>>>>

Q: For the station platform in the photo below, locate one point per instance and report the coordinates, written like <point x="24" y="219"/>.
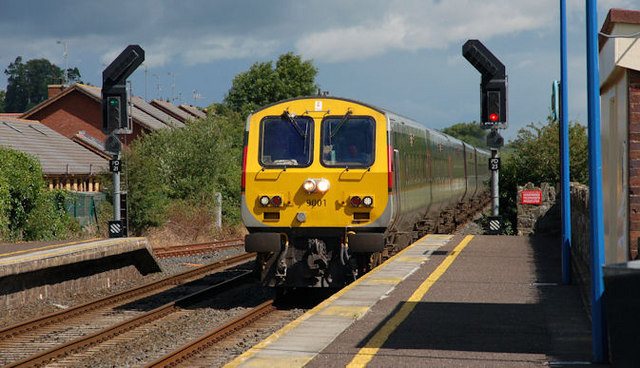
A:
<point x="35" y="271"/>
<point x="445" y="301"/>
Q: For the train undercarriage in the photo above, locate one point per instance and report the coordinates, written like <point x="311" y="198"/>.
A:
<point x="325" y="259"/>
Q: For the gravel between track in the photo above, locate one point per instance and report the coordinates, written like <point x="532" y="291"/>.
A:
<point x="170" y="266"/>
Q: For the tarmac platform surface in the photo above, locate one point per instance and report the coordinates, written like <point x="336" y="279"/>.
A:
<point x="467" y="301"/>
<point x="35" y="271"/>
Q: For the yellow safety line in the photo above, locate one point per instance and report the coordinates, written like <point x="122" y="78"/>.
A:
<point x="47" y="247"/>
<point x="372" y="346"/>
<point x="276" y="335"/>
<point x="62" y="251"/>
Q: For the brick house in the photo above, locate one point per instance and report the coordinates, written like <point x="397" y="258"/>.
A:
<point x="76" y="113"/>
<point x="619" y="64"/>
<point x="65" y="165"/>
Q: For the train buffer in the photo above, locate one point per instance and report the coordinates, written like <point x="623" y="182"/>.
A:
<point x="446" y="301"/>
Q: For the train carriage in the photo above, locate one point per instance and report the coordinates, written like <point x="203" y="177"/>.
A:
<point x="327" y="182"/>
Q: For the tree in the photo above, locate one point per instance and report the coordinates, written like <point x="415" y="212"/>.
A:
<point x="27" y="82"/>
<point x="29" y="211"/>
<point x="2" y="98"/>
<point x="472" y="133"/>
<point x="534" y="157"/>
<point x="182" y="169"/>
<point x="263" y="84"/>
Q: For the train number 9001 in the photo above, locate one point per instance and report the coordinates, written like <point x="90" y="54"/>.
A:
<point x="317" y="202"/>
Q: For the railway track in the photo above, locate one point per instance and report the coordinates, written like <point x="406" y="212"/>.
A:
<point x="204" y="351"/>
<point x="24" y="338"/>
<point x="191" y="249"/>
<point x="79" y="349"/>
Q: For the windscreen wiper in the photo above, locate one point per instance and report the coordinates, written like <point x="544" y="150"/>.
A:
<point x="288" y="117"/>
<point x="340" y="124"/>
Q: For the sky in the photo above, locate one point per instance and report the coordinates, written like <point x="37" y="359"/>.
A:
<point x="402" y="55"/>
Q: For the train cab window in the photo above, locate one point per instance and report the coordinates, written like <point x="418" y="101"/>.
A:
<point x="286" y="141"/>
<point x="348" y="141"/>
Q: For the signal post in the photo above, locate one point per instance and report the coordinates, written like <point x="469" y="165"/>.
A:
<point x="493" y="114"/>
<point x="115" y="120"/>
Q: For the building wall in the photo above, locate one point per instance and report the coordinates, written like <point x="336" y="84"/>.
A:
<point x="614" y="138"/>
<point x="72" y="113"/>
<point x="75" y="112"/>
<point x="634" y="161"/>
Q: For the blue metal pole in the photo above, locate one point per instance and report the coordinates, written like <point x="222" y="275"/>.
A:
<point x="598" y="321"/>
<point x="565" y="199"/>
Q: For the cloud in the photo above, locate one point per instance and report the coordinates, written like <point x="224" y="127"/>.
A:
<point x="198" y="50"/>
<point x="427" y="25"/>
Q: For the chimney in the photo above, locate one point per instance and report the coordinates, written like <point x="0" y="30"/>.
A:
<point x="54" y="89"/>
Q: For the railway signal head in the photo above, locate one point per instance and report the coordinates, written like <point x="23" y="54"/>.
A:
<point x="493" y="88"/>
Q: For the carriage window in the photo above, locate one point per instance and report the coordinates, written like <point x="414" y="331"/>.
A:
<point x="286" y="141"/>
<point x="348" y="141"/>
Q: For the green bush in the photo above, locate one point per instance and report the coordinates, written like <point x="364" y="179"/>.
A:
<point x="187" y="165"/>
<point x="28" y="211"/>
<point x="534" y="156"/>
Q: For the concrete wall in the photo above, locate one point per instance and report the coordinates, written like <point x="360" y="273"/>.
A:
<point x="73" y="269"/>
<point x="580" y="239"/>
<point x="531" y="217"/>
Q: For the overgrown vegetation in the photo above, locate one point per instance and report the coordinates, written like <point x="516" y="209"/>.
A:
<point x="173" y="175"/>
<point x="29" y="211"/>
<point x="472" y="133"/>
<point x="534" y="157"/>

<<<<

→ Task to complete
Reproduce all of the entries above verbatim, but omit the picture.

→ Worked solution
Q: For the station platform in the photo below, locate one point per instance and report the coordinates, written like <point x="24" y="219"/>.
A:
<point x="35" y="271"/>
<point x="445" y="301"/>
Q: For the train undercarriage in the photo above, locate one point per instance and report the coordinates, written like <point x="311" y="198"/>.
A:
<point x="325" y="259"/>
Q: For the gravel between track in the photo above, locate one point per instance and report the coordinates, written like <point x="532" y="291"/>.
A:
<point x="170" y="266"/>
Q: For the tarmac platform surface in the photo above, locate one point per instance and report the coordinates, written like <point x="336" y="279"/>.
A:
<point x="467" y="301"/>
<point x="35" y="271"/>
Q: For the yellow safety line in the photo above, locate one point per instance and report the coordinates, written like <point x="122" y="78"/>.
A:
<point x="47" y="247"/>
<point x="372" y="346"/>
<point x="276" y="335"/>
<point x="62" y="251"/>
Q: For the brick house in the photo above, locate one point per instance and report the coordinates, written like <point x="397" y="258"/>.
A:
<point x="76" y="113"/>
<point x="619" y="64"/>
<point x="65" y="165"/>
Q: For the train buffer in the photo above, locate one point per instance and report the coordinates, written like <point x="623" y="182"/>.
A:
<point x="446" y="301"/>
Q: For the train carriage in the photo above, locate one point per instance and report the coordinates, written like <point x="203" y="177"/>.
A:
<point x="327" y="182"/>
Q: For the tree in the photo above, locate one point per instance and report the coordinates, written like <point x="415" y="212"/>.
A:
<point x="27" y="82"/>
<point x="29" y="211"/>
<point x="2" y="98"/>
<point x="472" y="133"/>
<point x="534" y="157"/>
<point x="182" y="169"/>
<point x="263" y="84"/>
Q: For the train number 9001 in the photo above, locate one point per instance and report the coordinates, written like <point x="90" y="54"/>.
A:
<point x="317" y="202"/>
Q: For the railway track in the photo above, locate one point per instance and report the coordinates, written like <point x="406" y="212"/>.
A:
<point x="204" y="351"/>
<point x="24" y="338"/>
<point x="191" y="249"/>
<point x="79" y="349"/>
Q: For the windscreen wiper in the photo above, locate one point per instance and report the coordinates, written like <point x="544" y="150"/>.
A:
<point x="288" y="117"/>
<point x="340" y="124"/>
Q: For the sky in the photo above, locate one point per instance and report the coordinates, written like <point x="37" y="359"/>.
A:
<point x="402" y="55"/>
Q: For the train cab window in the photo above, locate one point per instance and report the coordinates, written like <point x="418" y="101"/>.
A:
<point x="286" y="141"/>
<point x="348" y="141"/>
Q: For the signal post in the photo above, locate one point per instance and report the coordinates, written like <point x="469" y="165"/>.
A:
<point x="493" y="114"/>
<point x="115" y="120"/>
Q: For the building wall in the photo above, locate one point per instance and report the coordinates, written like <point x="336" y="84"/>.
A:
<point x="614" y="138"/>
<point x="72" y="113"/>
<point x="75" y="112"/>
<point x="634" y="161"/>
Q: For the blue metal pole in the photo above, locate one point per instance and report the coordinates, written like <point x="222" y="275"/>.
A:
<point x="598" y="321"/>
<point x="565" y="199"/>
Q: For the cloud in the photo above, locate one point per instance and report the coordinates, written like <point x="224" y="127"/>.
A:
<point x="198" y="50"/>
<point x="427" y="25"/>
Q: For the chimney in the photo above, locate one point per instance and report the coordinates, written like <point x="0" y="30"/>.
A:
<point x="54" y="89"/>
Q: For the railway signal head in the photo above, locate one point per instance and report the coordinates, written like <point x="23" y="54"/>.
A:
<point x="493" y="88"/>
Q: For the carriage window in the photo above, locate one point per instance and report the coordinates, written like <point x="414" y="331"/>.
A:
<point x="286" y="141"/>
<point x="348" y="141"/>
Q: For the green bush in the photo above, locate one point per instance and report the coordinates, written like <point x="364" y="179"/>.
A:
<point x="187" y="165"/>
<point x="28" y="211"/>
<point x="534" y="156"/>
Q: For the concrete wall in the photo above, locate one point per instance and report the coordinates, written like <point x="360" y="273"/>.
A:
<point x="73" y="269"/>
<point x="580" y="239"/>
<point x="531" y="217"/>
Q: For the overgrown vegetation in the photo above, locate one point per instance and report the coordinates, written like <point x="516" y="209"/>.
A:
<point x="173" y="175"/>
<point x="29" y="211"/>
<point x="472" y="133"/>
<point x="534" y="157"/>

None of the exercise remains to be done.